# YOUR INSTRUCTIONS:
Return every line of the rows below that contains the string "comma", copying each one in full.

# GIVEN ENTRIES:
--------------------
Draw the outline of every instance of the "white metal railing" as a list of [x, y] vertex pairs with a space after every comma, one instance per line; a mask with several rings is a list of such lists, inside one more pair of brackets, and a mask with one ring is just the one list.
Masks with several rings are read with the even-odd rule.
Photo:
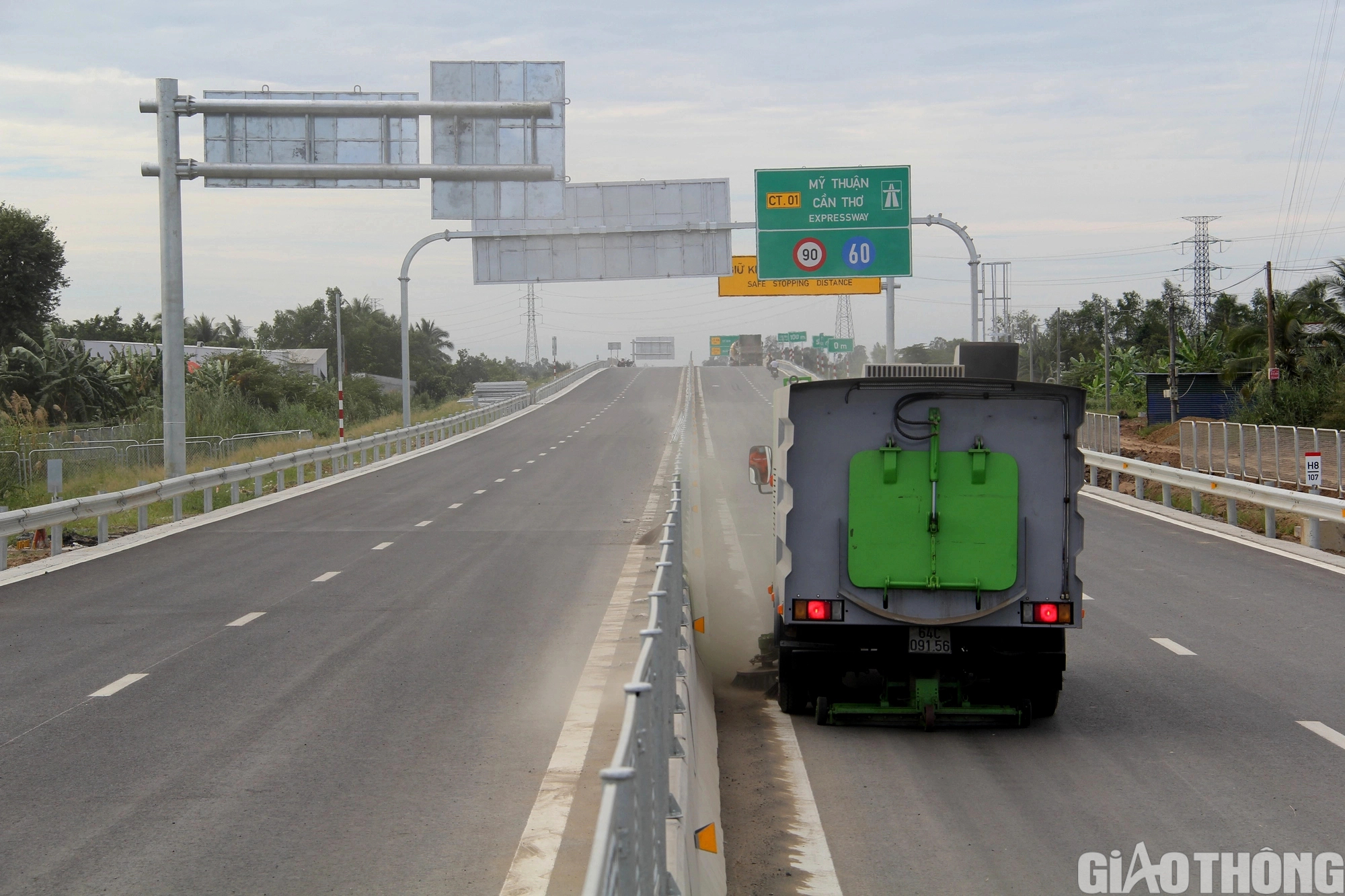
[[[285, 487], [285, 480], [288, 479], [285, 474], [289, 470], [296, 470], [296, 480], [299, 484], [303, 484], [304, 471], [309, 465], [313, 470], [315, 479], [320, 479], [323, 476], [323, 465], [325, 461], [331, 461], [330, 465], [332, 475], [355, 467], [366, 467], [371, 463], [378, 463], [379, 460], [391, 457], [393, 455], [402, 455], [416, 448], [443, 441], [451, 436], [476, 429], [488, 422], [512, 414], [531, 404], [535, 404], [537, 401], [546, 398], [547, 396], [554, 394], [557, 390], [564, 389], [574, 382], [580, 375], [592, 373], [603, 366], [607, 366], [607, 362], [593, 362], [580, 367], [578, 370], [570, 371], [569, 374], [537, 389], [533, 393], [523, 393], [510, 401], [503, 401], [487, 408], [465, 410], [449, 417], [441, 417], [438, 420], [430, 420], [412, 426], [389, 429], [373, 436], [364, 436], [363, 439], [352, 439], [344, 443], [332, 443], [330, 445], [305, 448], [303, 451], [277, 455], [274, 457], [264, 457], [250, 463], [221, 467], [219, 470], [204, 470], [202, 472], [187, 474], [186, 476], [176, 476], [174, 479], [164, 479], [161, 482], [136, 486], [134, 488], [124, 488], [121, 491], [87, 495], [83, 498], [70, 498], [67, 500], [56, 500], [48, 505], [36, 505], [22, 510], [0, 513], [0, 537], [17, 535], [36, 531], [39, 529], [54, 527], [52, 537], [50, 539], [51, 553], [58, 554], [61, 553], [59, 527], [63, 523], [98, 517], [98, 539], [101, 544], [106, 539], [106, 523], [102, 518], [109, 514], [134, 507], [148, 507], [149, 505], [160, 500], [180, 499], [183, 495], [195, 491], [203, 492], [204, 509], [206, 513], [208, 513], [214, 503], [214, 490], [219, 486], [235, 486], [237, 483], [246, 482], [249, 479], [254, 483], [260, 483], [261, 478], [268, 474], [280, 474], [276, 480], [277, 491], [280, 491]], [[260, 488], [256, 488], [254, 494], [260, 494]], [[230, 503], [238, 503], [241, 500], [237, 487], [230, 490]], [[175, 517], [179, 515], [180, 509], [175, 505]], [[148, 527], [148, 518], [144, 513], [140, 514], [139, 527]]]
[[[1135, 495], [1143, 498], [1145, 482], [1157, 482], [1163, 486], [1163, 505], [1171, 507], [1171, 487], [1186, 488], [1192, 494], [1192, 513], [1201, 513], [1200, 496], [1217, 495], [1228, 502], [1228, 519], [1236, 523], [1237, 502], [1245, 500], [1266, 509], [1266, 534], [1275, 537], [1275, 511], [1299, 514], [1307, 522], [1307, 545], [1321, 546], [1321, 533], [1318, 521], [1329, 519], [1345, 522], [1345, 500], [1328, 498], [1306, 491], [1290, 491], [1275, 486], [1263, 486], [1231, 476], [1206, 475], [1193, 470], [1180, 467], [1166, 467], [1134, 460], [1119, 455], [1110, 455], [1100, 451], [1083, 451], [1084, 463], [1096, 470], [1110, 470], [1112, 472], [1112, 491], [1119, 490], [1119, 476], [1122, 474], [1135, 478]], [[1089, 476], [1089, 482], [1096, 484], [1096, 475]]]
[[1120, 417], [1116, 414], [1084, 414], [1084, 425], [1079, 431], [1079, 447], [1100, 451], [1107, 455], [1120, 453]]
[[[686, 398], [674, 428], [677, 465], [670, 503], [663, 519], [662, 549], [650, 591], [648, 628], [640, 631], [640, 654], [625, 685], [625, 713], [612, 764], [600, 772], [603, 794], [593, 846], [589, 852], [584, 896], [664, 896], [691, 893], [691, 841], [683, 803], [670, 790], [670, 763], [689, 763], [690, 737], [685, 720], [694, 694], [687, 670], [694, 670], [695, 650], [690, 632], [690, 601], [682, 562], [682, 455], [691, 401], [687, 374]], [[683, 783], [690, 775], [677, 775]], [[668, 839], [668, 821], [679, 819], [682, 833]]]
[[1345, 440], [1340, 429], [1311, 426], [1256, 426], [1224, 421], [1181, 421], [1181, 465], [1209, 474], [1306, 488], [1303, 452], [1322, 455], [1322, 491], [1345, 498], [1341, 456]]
--------------------
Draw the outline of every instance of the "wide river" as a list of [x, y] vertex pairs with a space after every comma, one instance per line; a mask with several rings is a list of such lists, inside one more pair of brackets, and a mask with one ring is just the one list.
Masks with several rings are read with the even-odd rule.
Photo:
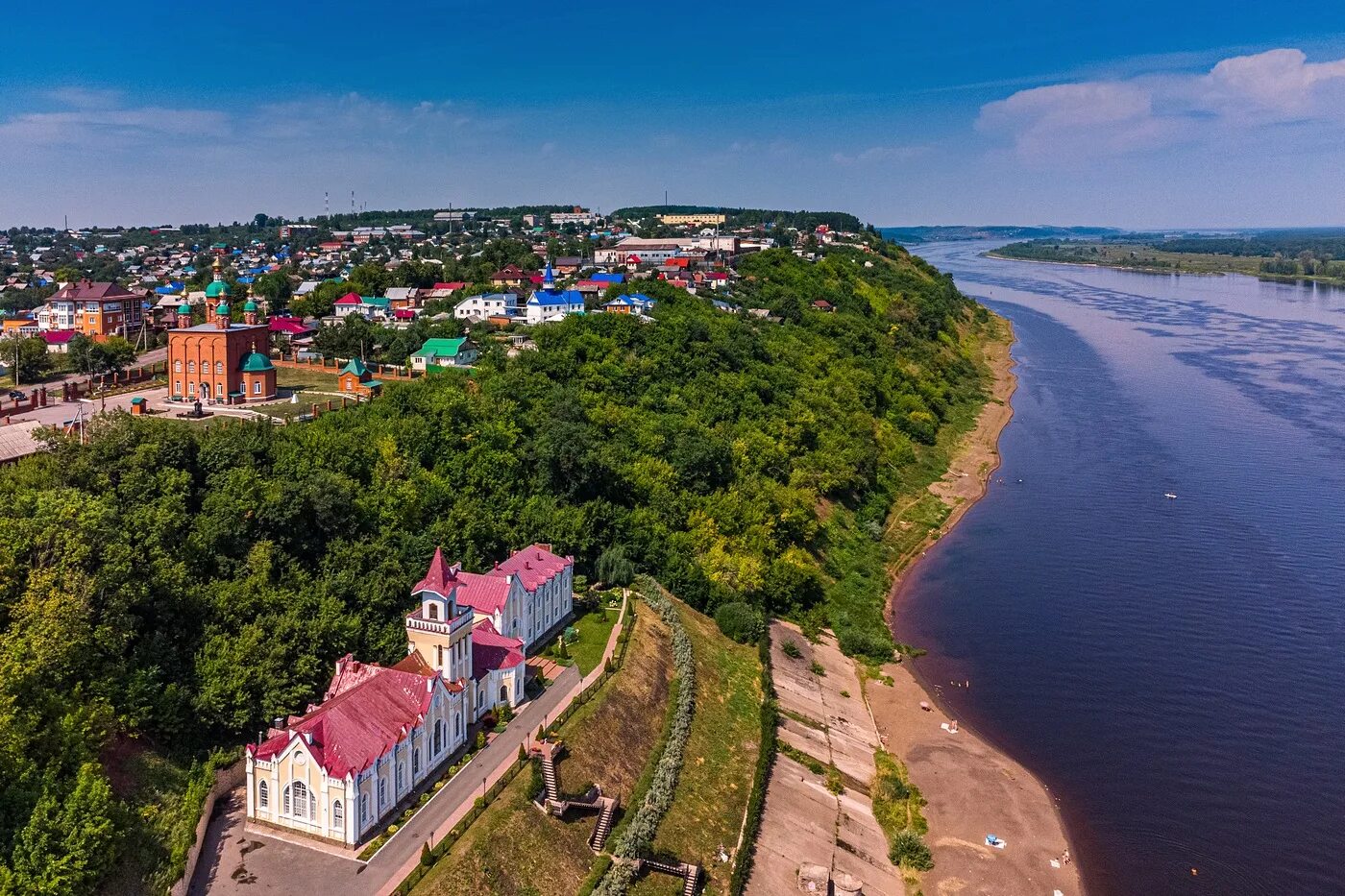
--------------------
# THE RESULT:
Draw the outline of every instance of the "white metal railing" as a list of [x, y] vertex pairs with a space after every comma, one instance per line; a mask with several rings is a list of such lists, inside one more pair of brackets, and a mask with one ring is just the one list.
Draw the outline of every instance of the "wide river" as a list of [x, y] vertex pairs with a space after every comma, one instance per line; a mask with several rings is a list of such lists, inside one more pair of brackets, and a mask with one ring is just the one list.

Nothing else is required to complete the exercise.